— START OF Dataset excerpts —
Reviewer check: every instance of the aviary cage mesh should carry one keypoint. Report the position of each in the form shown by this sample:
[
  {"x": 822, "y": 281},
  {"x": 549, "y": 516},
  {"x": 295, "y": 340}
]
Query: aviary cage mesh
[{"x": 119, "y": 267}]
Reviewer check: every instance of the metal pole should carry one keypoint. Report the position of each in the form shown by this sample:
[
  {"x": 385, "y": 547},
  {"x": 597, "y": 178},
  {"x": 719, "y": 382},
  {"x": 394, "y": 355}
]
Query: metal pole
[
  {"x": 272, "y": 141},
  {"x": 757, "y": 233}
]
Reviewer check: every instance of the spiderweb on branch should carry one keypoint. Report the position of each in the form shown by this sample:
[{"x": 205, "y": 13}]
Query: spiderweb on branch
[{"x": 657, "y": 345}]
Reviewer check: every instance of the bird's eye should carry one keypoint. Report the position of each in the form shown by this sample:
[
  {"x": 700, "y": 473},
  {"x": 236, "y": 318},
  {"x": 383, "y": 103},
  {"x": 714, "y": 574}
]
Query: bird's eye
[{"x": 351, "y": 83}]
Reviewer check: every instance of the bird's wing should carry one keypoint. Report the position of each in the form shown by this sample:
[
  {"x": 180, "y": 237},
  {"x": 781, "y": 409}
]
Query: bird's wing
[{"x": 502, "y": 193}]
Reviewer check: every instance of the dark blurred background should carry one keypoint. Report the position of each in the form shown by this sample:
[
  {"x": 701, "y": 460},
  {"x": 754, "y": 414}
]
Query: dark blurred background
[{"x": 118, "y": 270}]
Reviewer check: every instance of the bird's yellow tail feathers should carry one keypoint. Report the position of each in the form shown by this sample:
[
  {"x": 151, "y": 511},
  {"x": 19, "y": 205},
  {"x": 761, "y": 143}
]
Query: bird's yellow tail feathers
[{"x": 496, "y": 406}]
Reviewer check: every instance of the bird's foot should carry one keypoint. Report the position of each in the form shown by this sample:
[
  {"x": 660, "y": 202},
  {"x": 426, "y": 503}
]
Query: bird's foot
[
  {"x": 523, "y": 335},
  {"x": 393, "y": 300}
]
— END OF Dataset excerpts —
▸ **Aim of the task**: Extract the whole listing, character for character.

▸ **Full answer**:
Reviewer check: every instance of the aviary cage mesh should carry one keypoint. Report the position of each in the form shown by this sample:
[
  {"x": 822, "y": 281},
  {"x": 549, "y": 516},
  {"x": 295, "y": 340}
]
Query: aviary cage mesh
[{"x": 119, "y": 267}]
Reviewer check: every instance of the metal pole should carry one keypoint. Report the position of each in the form shown by this sample:
[
  {"x": 385, "y": 547},
  {"x": 597, "y": 178},
  {"x": 719, "y": 382},
  {"x": 394, "y": 355}
]
Query: metal pole
[
  {"x": 272, "y": 141},
  {"x": 757, "y": 233}
]
Reviewer check: every instance of the spiderweb on branch should carry one keypoint. Report the position of each in the form shown by this sample:
[{"x": 205, "y": 13}]
Query: spiderweb on branch
[{"x": 657, "y": 345}]
Reviewer check: every instance of the bird's eye should carry one keypoint. Report the position of each in the form shown by this sample:
[
  {"x": 700, "y": 473},
  {"x": 236, "y": 318},
  {"x": 383, "y": 103},
  {"x": 714, "y": 574}
]
Query: bird's eye
[{"x": 351, "y": 83}]
Reviewer check: every instance of the bird's wing should carry one keypoint. Report the position of each in the form shown by this sample:
[
  {"x": 180, "y": 237},
  {"x": 781, "y": 409}
]
Query: bird's wing
[{"x": 502, "y": 193}]
Reviewer check: every instance of the dark blurred background should carry one keypoint. Report the position of each in the form shown by this sample:
[
  {"x": 701, "y": 460},
  {"x": 754, "y": 414}
]
Query: dark blurred background
[{"x": 118, "y": 270}]
Reviewer check: every instance of the bird's yellow tail feathers should carry one keypoint. Report the position of each in the form shown by this sample:
[
  {"x": 151, "y": 511},
  {"x": 19, "y": 205},
  {"x": 761, "y": 143}
]
Query: bird's yellow tail feathers
[{"x": 496, "y": 406}]
Reviewer check: every instance of the bird's foot should carry one keypoint. Report the position of each in the form shown by this sample:
[
  {"x": 660, "y": 202},
  {"x": 426, "y": 503}
]
Query: bird's foot
[
  {"x": 523, "y": 335},
  {"x": 393, "y": 300}
]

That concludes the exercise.